##### Record excerpts #####

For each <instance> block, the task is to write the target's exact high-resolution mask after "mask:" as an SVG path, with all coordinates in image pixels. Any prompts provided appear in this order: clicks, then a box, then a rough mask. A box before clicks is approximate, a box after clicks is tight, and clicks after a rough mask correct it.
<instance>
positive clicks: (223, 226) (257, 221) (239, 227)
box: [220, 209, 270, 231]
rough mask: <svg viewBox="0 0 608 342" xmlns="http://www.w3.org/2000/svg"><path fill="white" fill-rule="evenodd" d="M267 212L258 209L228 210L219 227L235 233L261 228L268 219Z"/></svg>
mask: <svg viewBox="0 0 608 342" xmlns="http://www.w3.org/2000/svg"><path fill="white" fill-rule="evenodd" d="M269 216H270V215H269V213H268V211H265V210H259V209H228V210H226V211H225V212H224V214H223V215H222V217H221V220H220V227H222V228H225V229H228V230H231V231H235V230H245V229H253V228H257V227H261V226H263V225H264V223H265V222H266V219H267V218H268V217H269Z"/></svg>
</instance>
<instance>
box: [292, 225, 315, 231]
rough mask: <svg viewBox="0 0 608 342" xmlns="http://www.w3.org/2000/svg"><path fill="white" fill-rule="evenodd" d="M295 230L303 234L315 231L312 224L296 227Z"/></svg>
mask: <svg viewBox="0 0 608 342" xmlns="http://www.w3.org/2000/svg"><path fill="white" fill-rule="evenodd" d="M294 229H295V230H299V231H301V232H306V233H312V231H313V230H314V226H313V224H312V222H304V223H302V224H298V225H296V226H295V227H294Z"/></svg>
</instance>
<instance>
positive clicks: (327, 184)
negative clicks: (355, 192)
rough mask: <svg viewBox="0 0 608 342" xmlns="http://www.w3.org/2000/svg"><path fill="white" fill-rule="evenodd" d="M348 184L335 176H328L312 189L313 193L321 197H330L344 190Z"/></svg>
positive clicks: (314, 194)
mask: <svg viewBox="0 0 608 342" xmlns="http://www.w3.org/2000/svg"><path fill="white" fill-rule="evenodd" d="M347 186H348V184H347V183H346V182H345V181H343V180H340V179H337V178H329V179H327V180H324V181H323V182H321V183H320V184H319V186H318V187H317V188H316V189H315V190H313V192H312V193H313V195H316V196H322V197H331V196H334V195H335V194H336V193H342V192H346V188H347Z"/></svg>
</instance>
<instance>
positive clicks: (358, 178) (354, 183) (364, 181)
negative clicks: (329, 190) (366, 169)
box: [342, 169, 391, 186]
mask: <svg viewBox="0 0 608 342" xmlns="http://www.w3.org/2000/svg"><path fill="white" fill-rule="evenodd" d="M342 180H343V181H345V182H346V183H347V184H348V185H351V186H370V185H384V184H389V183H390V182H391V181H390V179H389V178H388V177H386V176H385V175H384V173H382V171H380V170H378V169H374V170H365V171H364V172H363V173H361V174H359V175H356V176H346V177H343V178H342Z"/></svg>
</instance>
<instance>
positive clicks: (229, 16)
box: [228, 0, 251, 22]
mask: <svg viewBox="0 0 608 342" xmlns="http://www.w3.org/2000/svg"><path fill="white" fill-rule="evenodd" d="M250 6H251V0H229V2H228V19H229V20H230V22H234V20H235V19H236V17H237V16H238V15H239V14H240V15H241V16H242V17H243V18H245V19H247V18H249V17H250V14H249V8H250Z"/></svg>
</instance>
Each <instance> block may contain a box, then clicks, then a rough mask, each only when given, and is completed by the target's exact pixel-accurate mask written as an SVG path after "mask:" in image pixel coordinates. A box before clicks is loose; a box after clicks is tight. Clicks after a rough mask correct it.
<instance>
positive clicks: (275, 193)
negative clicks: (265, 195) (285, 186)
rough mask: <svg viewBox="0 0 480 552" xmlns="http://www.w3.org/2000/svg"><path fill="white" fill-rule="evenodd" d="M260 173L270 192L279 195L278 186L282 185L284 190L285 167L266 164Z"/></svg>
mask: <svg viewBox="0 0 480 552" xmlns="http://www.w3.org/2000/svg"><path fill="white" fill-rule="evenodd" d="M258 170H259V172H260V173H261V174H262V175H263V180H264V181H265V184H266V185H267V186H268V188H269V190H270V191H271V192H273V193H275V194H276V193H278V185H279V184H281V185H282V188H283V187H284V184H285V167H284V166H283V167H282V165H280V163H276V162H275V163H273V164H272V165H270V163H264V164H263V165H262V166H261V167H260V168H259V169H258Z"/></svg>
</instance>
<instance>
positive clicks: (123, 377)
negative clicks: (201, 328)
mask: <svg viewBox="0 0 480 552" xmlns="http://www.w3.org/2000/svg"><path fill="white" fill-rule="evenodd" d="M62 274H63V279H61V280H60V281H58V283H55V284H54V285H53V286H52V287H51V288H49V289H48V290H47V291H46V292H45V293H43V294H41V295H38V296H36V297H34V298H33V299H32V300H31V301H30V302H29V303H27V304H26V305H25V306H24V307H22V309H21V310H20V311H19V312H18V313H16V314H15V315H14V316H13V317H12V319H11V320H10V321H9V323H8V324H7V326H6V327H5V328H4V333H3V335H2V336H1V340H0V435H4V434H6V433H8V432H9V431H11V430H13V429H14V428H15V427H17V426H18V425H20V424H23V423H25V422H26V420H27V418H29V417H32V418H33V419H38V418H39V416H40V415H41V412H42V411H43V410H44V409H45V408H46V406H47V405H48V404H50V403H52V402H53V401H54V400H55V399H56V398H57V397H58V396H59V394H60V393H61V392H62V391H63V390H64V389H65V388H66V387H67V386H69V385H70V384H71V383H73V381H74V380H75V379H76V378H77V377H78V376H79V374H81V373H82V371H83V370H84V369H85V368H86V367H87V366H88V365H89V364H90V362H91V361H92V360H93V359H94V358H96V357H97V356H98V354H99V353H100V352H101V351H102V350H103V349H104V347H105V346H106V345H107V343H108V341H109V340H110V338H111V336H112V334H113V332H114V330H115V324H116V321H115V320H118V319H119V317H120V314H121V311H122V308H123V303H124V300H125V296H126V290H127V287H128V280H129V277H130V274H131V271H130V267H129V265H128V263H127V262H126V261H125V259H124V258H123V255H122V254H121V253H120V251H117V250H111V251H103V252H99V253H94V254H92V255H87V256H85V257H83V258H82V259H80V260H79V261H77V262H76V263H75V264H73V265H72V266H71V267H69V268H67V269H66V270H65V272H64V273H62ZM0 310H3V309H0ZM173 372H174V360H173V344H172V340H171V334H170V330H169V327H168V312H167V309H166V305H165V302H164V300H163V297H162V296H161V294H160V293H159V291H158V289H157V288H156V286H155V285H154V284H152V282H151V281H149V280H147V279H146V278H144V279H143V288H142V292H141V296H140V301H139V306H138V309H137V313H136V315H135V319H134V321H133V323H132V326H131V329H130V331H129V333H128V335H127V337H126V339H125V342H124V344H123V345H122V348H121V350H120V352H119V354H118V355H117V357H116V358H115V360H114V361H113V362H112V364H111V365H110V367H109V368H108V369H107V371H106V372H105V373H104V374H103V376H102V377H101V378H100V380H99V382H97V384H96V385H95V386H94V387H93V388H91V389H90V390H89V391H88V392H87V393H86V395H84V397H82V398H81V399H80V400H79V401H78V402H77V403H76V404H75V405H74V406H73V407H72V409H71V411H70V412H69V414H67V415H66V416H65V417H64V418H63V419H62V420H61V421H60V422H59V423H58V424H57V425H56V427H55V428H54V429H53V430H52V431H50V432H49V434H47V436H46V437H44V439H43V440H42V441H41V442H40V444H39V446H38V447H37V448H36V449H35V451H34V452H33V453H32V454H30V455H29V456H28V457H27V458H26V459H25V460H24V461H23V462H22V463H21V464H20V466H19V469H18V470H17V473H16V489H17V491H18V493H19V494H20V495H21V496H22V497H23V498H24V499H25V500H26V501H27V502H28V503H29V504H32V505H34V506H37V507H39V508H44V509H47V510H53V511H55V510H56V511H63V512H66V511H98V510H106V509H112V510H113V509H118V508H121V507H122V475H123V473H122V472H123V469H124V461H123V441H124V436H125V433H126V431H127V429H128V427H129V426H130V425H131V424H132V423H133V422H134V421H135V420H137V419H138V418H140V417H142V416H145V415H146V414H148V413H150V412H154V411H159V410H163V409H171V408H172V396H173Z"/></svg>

#####

[Task goal]
Print, from the entries above, the line with "negative clicks: (265, 195) (285, 186)", the line with "positive clicks: (123, 377)" and all lines between them, exactly and with nothing else.

[Expected answer]
negative clicks: (265, 195) (285, 186)
rough mask: <svg viewBox="0 0 480 552" xmlns="http://www.w3.org/2000/svg"><path fill="white" fill-rule="evenodd" d="M260 173L270 192L279 195L278 186L282 185L284 190L285 167L266 164Z"/></svg>
mask: <svg viewBox="0 0 480 552" xmlns="http://www.w3.org/2000/svg"><path fill="white" fill-rule="evenodd" d="M258 170H259V172H260V173H261V174H262V175H263V180H264V181H265V184H266V185H267V186H268V188H269V190H270V191H271V192H273V193H275V194H276V193H278V185H279V184H281V185H282V188H283V187H284V184H285V167H284V166H283V167H282V165H280V163H276V162H275V163H273V164H272V165H270V163H264V164H263V165H262V166H261V167H260V168H259V169H258Z"/></svg>
</instance>
<instance>
positive clicks: (123, 377)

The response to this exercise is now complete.